## Text excerpt
Wednesday, July 18, 2012

The Pit of Food Addiction

Four or Five years ago, my son - little Man took a job working as a "forensic specialist" in a local mental hospital. His job was essentially one of protection.  He was protecting both the staff and the patient, and truthfully it was really more responsibility than the 19 year old "little man" was ready for.  It did not take long for the idealistic young man who wanted "to improve someone else's life" to decide this stunk.  The mentally ill did not care that they were being protected.  They were being stopped and they disliked that.  A lot.  So Little Man had to learn to deal with bursts of anger, being slapped, and spit upon.  It tested his resolve.  It tested his momma's too!   Little Man told me about the phenomena of being "institutionalized"...the place where a patient has adapted to living within the walls of an institution so completely, that living outside terrifies them.  He rented the "Shawshank Redemption" to show me an example of what he meant.  Some of the inmates of his hospital had been there for 50 years, a place for the "criminally insane."  The hospital he worked in was considered the first step....patients had committed crimes,  perhaps not all but most of them had extenuating circumstances.  The now elderly woman who attacked the man who had been abusing her throughout her childhood and he died from the attack.  The man who caught his wife in bed with his brother...and he beat them both nearly to death.  Those kinds of things put you in a hospital for the criminally insane.

Some years ago, Beth Moore held a Satellite conference, titled "Get Out of that Pit".  I remember two things about the conference....1. She said some of us have been in our pit so long we have taken to repapering the walls.  That is such a thing as I would do.  lol  And 2. was "oh mercy she is talking about my over eating".  ack.  So I apologize if what I say overlaps something in her book which I have not yet read.

I was reading a motivational thought this morning about getting out of our pits and changing our lives.  I was struck with the memory of Bartimaeus in the 10th chapter of Mark in the Bible.  Specifically it reads. 

46 Then they came to Jericho. As Jesus and his disciples, together with a large crowd, were leaving the city, a blind man, Bartimaeus (which means “son of Timaeus”), was sitting by the roadside begging. 47 When he heard that it was Jesus of Nazareth,(AX) he began to shout, “Jesus, Son of David,(AY) have mercy on me!”   Bart had been sitting in a pit.  Not one of his own making, but he had been living in that pit and surviving.  As a blind man, he had no occupation.  He begged for his foods and clothing.  His needs were provided for by the kindness of strangers and the goodness of those in his city who cared for the handicapped.  It appears however that Bart was not institutionalized into his pit, for he was willing to consider a different option.

48 Many rebuked him and told him to be quiet, but he shouted all the more, “Son of David, have mercy on me!”
49 Jesus stopped and said, “Call him.”
So they called to the blind man, “Cheer up! On your feet! He’s calling you.” 50 Throwing his cloak aside, he jumped to his feet and came to Jesus.
51 “What do you want me to do for you?” Jesus asked him.
The blind man said, “Rabbi,(AZ) I want to see.”  Bart took the step on his own.  He did not know yet that this Rabbi would completely change his life.  He asked, but he had not personally seen the results of this Rabbi's work.  So it was in a complete act of faith that Bartemaeus told Jesus he wanted to see.  Ole Bart had opened the door of his pit and dared to look out.

## Work to complete
(1) Answer these questions about the food addiction post:
(a) How old was Little Man when he was doing the hospital job?
(b) What was the title of Beth Moore's satellite conference?
(c) Which chapter of Mark tells the story of Bartimaeus?
(2) Extend the food addiction post past its last sentence, about Bart opening the door of his pit, in the same voice.
The listing after this text is separate material and is not part of the post.

## Listed entries
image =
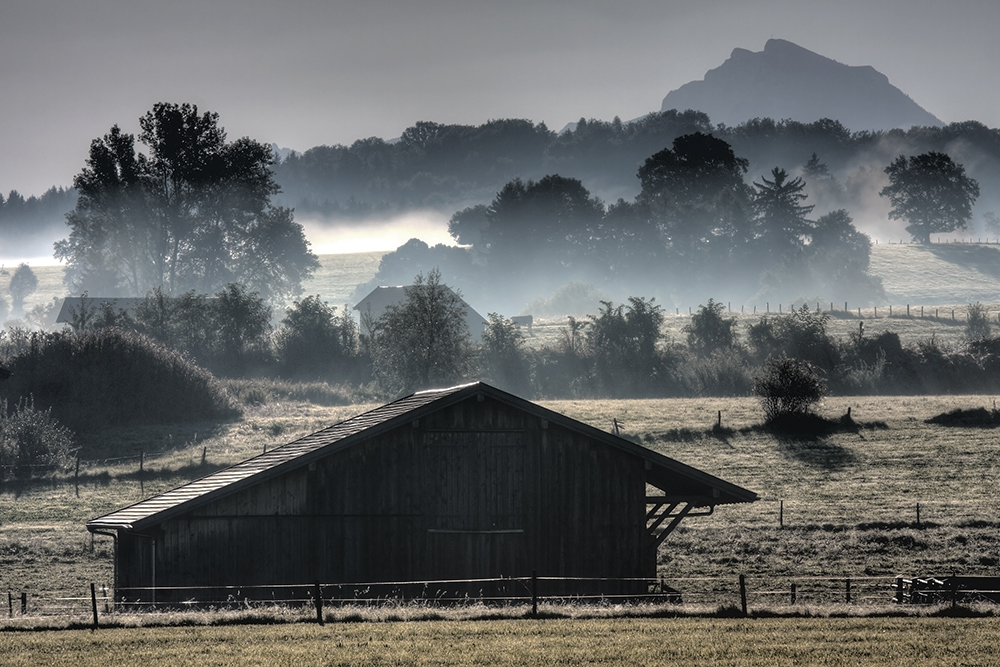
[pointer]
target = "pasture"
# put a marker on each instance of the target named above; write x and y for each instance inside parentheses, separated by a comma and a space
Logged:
(634, 642)
(841, 505)
(928, 290)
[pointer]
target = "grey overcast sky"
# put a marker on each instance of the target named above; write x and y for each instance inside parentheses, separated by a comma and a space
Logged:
(301, 73)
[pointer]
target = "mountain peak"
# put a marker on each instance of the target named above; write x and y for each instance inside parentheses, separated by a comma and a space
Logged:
(786, 80)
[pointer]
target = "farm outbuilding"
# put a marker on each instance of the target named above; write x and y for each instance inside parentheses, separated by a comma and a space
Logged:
(379, 299)
(454, 484)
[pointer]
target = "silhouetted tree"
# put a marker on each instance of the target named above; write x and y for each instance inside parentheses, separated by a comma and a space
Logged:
(839, 257)
(622, 341)
(422, 342)
(787, 386)
(194, 213)
(709, 331)
(977, 326)
(23, 284)
(313, 340)
(694, 191)
(931, 192)
(243, 325)
(503, 359)
(800, 334)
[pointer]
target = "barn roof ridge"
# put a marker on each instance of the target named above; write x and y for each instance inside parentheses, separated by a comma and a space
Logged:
(348, 432)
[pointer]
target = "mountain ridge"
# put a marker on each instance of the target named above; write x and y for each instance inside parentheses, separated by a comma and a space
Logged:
(788, 81)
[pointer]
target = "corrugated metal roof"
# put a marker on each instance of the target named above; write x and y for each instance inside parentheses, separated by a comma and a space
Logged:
(345, 433)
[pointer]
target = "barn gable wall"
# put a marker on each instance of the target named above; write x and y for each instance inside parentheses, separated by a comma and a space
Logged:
(476, 489)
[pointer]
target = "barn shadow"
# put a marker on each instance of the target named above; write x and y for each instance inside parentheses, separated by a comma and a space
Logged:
(806, 438)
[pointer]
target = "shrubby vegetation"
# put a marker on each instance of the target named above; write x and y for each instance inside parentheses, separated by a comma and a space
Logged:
(30, 437)
(695, 220)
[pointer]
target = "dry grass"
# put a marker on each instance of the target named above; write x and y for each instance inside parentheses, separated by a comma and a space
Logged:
(687, 641)
(849, 500)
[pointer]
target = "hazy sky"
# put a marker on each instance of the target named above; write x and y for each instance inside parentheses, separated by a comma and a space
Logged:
(301, 73)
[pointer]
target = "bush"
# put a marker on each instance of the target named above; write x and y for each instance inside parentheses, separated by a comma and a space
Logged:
(314, 342)
(30, 437)
(109, 377)
(787, 386)
(503, 359)
(709, 331)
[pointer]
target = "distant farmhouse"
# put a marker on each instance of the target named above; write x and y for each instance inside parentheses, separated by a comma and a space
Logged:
(380, 298)
(454, 484)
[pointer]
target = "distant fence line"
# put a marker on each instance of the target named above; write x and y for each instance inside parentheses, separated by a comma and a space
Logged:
(905, 311)
(738, 591)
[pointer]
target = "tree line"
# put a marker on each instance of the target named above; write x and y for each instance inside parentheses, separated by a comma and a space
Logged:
(447, 166)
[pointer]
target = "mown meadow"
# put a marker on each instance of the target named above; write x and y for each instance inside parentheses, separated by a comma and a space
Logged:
(633, 642)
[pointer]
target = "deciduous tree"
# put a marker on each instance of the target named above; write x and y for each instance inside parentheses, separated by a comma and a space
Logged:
(193, 213)
(931, 192)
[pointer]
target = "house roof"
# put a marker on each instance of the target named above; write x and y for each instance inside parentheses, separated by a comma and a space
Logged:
(73, 304)
(376, 301)
(351, 431)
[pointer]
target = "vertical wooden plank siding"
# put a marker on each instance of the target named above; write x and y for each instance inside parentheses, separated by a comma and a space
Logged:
(476, 490)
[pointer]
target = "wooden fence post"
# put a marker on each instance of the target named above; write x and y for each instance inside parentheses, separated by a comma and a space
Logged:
(743, 594)
(319, 604)
(534, 593)
(93, 603)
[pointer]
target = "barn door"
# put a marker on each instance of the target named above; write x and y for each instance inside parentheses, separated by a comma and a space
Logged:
(474, 508)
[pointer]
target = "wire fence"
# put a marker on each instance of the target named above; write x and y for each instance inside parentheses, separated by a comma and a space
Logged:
(521, 595)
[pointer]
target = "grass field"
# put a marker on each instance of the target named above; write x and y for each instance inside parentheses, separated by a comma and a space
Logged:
(937, 282)
(848, 501)
(633, 642)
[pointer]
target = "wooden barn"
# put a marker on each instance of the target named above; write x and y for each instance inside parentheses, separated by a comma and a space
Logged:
(454, 484)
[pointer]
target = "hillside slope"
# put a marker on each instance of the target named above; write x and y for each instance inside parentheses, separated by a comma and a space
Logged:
(934, 275)
(938, 274)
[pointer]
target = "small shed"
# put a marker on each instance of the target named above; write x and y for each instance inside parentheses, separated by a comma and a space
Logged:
(464, 483)
(382, 297)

## Task-by-task answers
(1)
(a) He was 19.
(b) "Get Out of that Pit."
(c) The 10th chapter.

(2)
52 “Go,” said Jesus, “your faith has healed you.”(BA) Immediately he received his sight and followed(BB) Jesus along the road.  Just like that Bart changed his life.  Note that I did not comment on Jesus changing Bart's life although he most certainly did.  But Bart made a conscious decision to set off on a new path and asked Jesus for the healing.  Which meant coming out of his pit and stepping foot on a new path.  It meant that Bart was now responsible for his own life and survival.  No more handouts at the city's gates.

It is so easy to stay in our individual pits and become institutionalized within them.  They give us the ready excuse for not improving or seeking to change in our lives.  Bart could have lived his life on the side of the road, begging for handouts and blaming it on his blindness.  I have talked to real life women who make excuses for their pit...well...."it's not my fault.  Its the way God made me so everyone else needs to deal with it."  There are those who know they are really messed up in the head..."I'm this way because I was abused all through my childhood, there's nothing I can do about it."  I was told by a family member once, "She lived a really hard life growing up, she just never had any options like we do."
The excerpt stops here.